**SOURCE PASSAGE**
────────────────────────────────────────

I'm very interested in knowing how you developed your audience. What kind
of publicity was done and were any specific groups targeted?

Ruth Anderman-Lanza
732-302-2160


-----Original Message-----
From: Karen Mercedes [mailto:dalila-at-radix.net]
Sent: Thursday, January 06, 2000 3:37 PM
To: VOCALIST
Subject: Re: starting round sing group

On Thu, 6 Jan 2000, Katherine Craig wrote:

> I love to sing rounds and am interested in starting a community round
> singing group that would include whole families of all ages. (I have Sol
> Weber's book of 340 rounds for material).Has anyone done this and would
you
> mind sharing what worked, what didn't work, etc. Would monthly be about
> right? Thanks.


I'm not sure a round/canon/catch singing group would be able to sustain
itself for long. How about expanding your potential scope to include
folk-songs and/or madrigals. I belonged several years ago to something
called the Dupont Vocal Circle - it was a group of people, singers and
instrumentalists, who loved to sing folk-songs, INCLUDING
rounds/canons/catches. The main repertoire started as Anglo-Celtic folk
music, but we soon added American and non-Anglophone folk-music, and also
some early music (songs and madrigals). It was a wonderful chance to sing
repertoire we all loved, but which we didn't have much opportunity to sing
otherwise (ditto playing, for the instrumentalists). A few of the more
ambitious of us spun off a performing group that had a two-year career
before "professional jealousies" (and the hammered dulcimer player's acute
stage fright) led us to disband. Unfortunately, similar unpleasant
dynamics eventually caused a rift in the Music Circle, which broke off
into two separate groups, neither of which was big enough to sustain
itself (particularly as many of us remembered the "good old days" when it
was all one group).

────────────────────────────────────────

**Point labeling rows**

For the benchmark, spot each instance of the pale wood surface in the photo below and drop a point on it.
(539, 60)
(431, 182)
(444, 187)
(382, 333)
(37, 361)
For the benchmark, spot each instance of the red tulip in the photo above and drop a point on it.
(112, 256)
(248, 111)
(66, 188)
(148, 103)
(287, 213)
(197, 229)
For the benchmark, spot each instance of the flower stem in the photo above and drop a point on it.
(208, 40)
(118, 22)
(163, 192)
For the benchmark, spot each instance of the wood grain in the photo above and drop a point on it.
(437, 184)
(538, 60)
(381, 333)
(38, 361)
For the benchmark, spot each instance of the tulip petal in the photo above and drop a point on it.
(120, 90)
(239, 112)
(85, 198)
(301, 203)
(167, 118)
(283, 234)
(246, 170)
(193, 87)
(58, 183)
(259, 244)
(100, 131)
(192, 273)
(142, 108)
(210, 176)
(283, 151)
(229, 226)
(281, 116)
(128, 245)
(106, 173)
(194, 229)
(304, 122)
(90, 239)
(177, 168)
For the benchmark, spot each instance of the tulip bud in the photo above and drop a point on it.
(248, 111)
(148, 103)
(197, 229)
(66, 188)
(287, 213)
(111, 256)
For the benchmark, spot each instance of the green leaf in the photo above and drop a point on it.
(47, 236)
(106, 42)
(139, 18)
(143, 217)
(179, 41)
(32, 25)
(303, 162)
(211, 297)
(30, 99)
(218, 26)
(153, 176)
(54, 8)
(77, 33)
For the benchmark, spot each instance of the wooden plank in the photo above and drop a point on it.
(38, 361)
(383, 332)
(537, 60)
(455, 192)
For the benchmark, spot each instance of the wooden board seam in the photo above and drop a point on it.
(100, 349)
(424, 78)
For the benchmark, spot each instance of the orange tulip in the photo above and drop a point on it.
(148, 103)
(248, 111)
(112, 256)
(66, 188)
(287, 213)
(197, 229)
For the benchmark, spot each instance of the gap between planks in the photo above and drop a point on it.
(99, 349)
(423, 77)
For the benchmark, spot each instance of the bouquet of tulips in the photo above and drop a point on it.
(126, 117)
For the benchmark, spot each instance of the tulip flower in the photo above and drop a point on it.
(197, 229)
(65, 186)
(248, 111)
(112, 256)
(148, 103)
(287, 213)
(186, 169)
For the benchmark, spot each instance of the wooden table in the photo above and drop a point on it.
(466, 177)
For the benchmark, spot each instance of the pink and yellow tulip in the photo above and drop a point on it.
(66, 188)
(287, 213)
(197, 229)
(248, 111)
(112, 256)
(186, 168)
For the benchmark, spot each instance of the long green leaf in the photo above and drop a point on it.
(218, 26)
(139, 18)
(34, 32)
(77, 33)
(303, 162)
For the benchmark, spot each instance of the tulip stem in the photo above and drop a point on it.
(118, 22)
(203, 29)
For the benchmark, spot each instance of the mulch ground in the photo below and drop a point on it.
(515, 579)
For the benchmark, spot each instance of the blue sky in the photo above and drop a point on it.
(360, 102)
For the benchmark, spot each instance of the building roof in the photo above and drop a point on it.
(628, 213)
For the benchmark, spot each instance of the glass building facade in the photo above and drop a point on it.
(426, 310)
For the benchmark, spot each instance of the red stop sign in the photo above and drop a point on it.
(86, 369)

────────────────────────────────────────

**EXERCISE DETAILS**
Decide whether each statement agrees with the email thread above, answering yes or no and quoting the deciding words of the thread. (a) The Dupont Vocal Circle included instrumentalists as well as singers. (b) The performing group that spun off from the circle lasted five years. (c) The Music Circle eventually split into two separate groups.

**RESPONSE TO THIS TASK**
(a) Yes: "a group of people, singers and instrumentalists, who loved to sing folk-songs"
(b) No: "had a two-year career"
(c) Yes: "broke off into two separate groups"